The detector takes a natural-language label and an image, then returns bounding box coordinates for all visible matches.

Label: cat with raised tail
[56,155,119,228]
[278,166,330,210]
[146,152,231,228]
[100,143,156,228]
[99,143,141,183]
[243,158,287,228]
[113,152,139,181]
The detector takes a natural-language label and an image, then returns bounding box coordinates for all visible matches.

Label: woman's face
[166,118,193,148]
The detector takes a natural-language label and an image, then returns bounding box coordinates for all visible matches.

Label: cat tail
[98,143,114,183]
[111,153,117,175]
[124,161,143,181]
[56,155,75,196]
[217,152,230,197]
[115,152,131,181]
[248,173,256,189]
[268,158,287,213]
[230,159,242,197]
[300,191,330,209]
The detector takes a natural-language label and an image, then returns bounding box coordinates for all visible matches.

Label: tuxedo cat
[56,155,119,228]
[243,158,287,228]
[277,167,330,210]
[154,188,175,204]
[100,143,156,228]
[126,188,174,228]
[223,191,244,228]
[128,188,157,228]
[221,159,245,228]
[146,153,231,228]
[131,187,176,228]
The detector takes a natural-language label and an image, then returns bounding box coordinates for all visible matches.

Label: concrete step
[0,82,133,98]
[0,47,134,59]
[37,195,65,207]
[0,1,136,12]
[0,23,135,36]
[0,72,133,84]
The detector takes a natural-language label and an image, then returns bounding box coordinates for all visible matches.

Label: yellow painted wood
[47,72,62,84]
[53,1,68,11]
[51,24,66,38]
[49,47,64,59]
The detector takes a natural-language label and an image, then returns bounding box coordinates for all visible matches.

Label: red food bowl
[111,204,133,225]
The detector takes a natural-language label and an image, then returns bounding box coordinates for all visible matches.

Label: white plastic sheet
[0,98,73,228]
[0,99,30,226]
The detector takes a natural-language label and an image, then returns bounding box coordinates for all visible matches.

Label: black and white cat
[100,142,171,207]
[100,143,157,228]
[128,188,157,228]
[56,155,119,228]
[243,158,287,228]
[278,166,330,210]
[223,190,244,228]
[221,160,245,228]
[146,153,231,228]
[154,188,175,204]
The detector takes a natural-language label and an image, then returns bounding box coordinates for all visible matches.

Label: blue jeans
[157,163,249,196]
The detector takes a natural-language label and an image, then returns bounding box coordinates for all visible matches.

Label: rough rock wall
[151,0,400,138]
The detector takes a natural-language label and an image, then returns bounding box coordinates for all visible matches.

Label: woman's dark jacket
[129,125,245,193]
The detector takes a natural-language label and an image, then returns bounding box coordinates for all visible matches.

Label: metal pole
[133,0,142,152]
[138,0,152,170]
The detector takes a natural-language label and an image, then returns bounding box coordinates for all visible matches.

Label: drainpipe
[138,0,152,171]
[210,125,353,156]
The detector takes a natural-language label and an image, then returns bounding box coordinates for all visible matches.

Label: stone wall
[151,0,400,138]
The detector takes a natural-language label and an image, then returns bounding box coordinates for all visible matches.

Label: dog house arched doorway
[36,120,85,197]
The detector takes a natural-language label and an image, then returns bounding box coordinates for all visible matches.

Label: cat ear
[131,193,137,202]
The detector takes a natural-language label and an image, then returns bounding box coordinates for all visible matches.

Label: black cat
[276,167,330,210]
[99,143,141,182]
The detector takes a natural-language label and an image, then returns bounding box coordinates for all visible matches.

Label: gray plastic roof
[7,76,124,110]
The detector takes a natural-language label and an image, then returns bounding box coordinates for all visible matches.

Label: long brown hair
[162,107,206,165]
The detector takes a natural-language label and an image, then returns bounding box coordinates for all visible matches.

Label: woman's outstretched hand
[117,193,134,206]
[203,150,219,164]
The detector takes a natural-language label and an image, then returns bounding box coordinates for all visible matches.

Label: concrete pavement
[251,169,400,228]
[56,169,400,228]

-=-=-=-=-

- What is needed -
The answer should consist only of the lines from the one containing "Label: long brown hair" through the last line of the data, given again exactly.

- Output -
Label: long brown hair
[162,107,206,165]
The detector takes a natural-language label and an image, then returns bounding box coordinates for all visible matches.

Label: woman's outstretched hand
[117,193,134,206]
[203,150,219,164]
The detector takes a natural-language label and an image, then returns bounding box coordinates for all visible matches.

Label: concrete pavement
[251,169,400,228]
[56,169,400,228]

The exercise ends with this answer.